▼

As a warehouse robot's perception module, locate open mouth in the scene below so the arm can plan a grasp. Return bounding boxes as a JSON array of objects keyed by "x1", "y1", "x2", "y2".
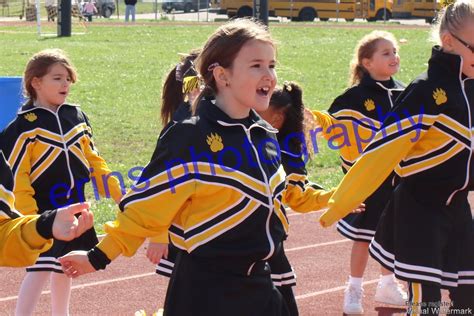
[{"x1": 257, "y1": 87, "x2": 270, "y2": 97}]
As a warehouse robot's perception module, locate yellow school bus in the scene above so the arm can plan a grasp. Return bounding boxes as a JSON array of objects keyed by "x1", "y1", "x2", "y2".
[
  {"x1": 219, "y1": 0, "x2": 393, "y2": 21},
  {"x1": 392, "y1": 0, "x2": 441, "y2": 23}
]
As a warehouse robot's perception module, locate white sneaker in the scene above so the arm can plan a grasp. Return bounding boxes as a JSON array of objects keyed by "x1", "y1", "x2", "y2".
[
  {"x1": 342, "y1": 284, "x2": 364, "y2": 315},
  {"x1": 375, "y1": 280, "x2": 408, "y2": 307}
]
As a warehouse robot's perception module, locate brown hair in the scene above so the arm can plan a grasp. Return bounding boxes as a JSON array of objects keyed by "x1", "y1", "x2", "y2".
[
  {"x1": 23, "y1": 49, "x2": 77, "y2": 104},
  {"x1": 432, "y1": 0, "x2": 474, "y2": 43},
  {"x1": 193, "y1": 19, "x2": 275, "y2": 113},
  {"x1": 270, "y1": 82, "x2": 304, "y2": 149},
  {"x1": 161, "y1": 49, "x2": 201, "y2": 126},
  {"x1": 349, "y1": 31, "x2": 398, "y2": 86}
]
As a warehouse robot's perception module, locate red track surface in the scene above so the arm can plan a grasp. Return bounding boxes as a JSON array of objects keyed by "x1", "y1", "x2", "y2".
[{"x1": 0, "y1": 194, "x2": 474, "y2": 316}]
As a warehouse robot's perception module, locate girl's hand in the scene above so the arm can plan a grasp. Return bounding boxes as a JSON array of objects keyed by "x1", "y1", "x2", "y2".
[
  {"x1": 53, "y1": 203, "x2": 94, "y2": 241},
  {"x1": 146, "y1": 241, "x2": 168, "y2": 264},
  {"x1": 58, "y1": 250, "x2": 96, "y2": 278},
  {"x1": 352, "y1": 203, "x2": 365, "y2": 213}
]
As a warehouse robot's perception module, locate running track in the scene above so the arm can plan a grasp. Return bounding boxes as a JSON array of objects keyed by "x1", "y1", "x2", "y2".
[{"x1": 0, "y1": 196, "x2": 474, "y2": 316}]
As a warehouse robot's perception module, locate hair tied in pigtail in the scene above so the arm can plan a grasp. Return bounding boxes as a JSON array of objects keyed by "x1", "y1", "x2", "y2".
[
  {"x1": 207, "y1": 62, "x2": 220, "y2": 72},
  {"x1": 174, "y1": 63, "x2": 183, "y2": 82},
  {"x1": 283, "y1": 81, "x2": 293, "y2": 92}
]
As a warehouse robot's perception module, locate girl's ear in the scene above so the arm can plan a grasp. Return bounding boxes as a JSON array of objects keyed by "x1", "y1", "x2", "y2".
[
  {"x1": 272, "y1": 111, "x2": 286, "y2": 129},
  {"x1": 362, "y1": 58, "x2": 372, "y2": 69},
  {"x1": 31, "y1": 77, "x2": 41, "y2": 90},
  {"x1": 441, "y1": 32, "x2": 454, "y2": 52},
  {"x1": 212, "y1": 66, "x2": 229, "y2": 87}
]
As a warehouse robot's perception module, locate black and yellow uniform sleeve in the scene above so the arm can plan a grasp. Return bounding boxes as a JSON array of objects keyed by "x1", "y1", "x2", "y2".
[
  {"x1": 82, "y1": 114, "x2": 123, "y2": 201},
  {"x1": 320, "y1": 83, "x2": 440, "y2": 227},
  {"x1": 283, "y1": 174, "x2": 335, "y2": 213},
  {"x1": 0, "y1": 151, "x2": 54, "y2": 267},
  {"x1": 89, "y1": 124, "x2": 195, "y2": 266},
  {"x1": 0, "y1": 127, "x2": 38, "y2": 215},
  {"x1": 281, "y1": 147, "x2": 334, "y2": 213},
  {"x1": 312, "y1": 95, "x2": 381, "y2": 171}
]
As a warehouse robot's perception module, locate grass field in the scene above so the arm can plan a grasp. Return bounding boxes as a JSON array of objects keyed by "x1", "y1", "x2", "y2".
[{"x1": 0, "y1": 23, "x2": 431, "y2": 230}]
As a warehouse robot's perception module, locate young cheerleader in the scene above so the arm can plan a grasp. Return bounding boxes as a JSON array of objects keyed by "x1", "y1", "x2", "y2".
[
  {"x1": 146, "y1": 49, "x2": 200, "y2": 277},
  {"x1": 320, "y1": 0, "x2": 474, "y2": 315},
  {"x1": 0, "y1": 151, "x2": 94, "y2": 267},
  {"x1": 258, "y1": 82, "x2": 332, "y2": 315},
  {"x1": 0, "y1": 50, "x2": 122, "y2": 315},
  {"x1": 61, "y1": 19, "x2": 294, "y2": 316},
  {"x1": 313, "y1": 31, "x2": 407, "y2": 314}
]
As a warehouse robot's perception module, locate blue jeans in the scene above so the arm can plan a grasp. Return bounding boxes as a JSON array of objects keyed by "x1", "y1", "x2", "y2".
[{"x1": 125, "y1": 4, "x2": 135, "y2": 22}]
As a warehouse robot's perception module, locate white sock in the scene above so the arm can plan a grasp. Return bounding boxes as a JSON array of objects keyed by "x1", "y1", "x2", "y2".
[
  {"x1": 349, "y1": 276, "x2": 363, "y2": 288},
  {"x1": 51, "y1": 273, "x2": 72, "y2": 316},
  {"x1": 15, "y1": 271, "x2": 51, "y2": 316},
  {"x1": 379, "y1": 273, "x2": 395, "y2": 286}
]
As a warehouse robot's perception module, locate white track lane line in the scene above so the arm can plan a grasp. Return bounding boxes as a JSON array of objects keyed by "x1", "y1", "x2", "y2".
[
  {"x1": 0, "y1": 239, "x2": 350, "y2": 302},
  {"x1": 295, "y1": 279, "x2": 379, "y2": 300},
  {"x1": 285, "y1": 239, "x2": 351, "y2": 252},
  {"x1": 0, "y1": 272, "x2": 156, "y2": 302}
]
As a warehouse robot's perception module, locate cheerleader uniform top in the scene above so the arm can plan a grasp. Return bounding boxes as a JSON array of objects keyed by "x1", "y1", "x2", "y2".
[{"x1": 320, "y1": 46, "x2": 474, "y2": 226}]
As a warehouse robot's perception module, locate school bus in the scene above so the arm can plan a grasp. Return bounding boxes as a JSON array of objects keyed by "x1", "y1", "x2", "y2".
[
  {"x1": 392, "y1": 0, "x2": 442, "y2": 23},
  {"x1": 219, "y1": 0, "x2": 393, "y2": 21}
]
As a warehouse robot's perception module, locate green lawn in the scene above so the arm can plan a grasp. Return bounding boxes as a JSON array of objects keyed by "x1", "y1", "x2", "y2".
[{"x1": 0, "y1": 23, "x2": 431, "y2": 229}]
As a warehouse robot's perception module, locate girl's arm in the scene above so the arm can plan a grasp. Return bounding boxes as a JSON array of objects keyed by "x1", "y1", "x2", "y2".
[
  {"x1": 60, "y1": 124, "x2": 196, "y2": 277},
  {"x1": 81, "y1": 114, "x2": 125, "y2": 204},
  {"x1": 0, "y1": 122, "x2": 38, "y2": 215},
  {"x1": 320, "y1": 87, "x2": 440, "y2": 227},
  {"x1": 283, "y1": 173, "x2": 335, "y2": 213},
  {"x1": 0, "y1": 151, "x2": 92, "y2": 267}
]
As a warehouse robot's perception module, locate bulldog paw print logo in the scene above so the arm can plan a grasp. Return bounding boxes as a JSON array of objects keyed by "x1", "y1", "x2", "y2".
[
  {"x1": 24, "y1": 113, "x2": 38, "y2": 122},
  {"x1": 206, "y1": 133, "x2": 224, "y2": 153},
  {"x1": 364, "y1": 99, "x2": 375, "y2": 111},
  {"x1": 433, "y1": 88, "x2": 448, "y2": 105}
]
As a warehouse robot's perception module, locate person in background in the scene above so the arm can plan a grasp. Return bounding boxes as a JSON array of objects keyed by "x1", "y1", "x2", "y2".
[{"x1": 125, "y1": 0, "x2": 137, "y2": 22}]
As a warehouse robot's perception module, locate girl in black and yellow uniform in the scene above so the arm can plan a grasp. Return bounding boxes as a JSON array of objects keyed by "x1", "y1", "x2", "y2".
[
  {"x1": 258, "y1": 82, "x2": 332, "y2": 315},
  {"x1": 0, "y1": 50, "x2": 122, "y2": 315},
  {"x1": 313, "y1": 31, "x2": 407, "y2": 314},
  {"x1": 154, "y1": 66, "x2": 332, "y2": 315},
  {"x1": 146, "y1": 49, "x2": 200, "y2": 277},
  {"x1": 0, "y1": 151, "x2": 93, "y2": 267},
  {"x1": 61, "y1": 19, "x2": 334, "y2": 316},
  {"x1": 320, "y1": 0, "x2": 474, "y2": 314}
]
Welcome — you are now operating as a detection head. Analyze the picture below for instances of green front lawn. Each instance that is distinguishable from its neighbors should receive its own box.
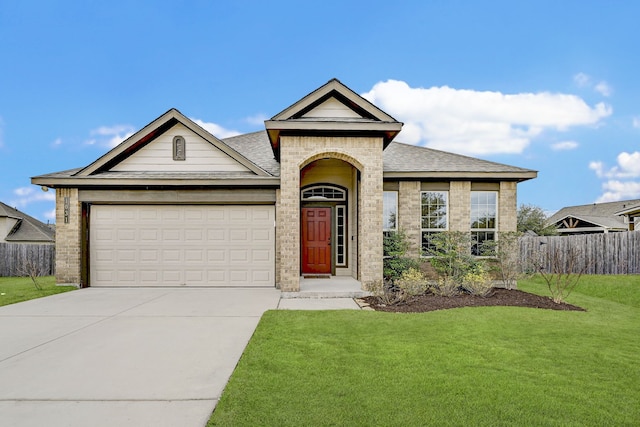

▲

Problem to work on:
Locate every line above that contains the word "lawn" and copy each one in full.

Task solution:
As a warehouse robot's perception module, locate green lawn in the scene above so the arm can plan a grasp. Return bounding boxes as a JSON array of objects keyed by "x1", "y1", "x2", "y2".
Welcome — you are now operating as a detection head. Analyze the picture below for instances of green front lawn. Each instance that is distinguishable from its neighbors should receive its own box.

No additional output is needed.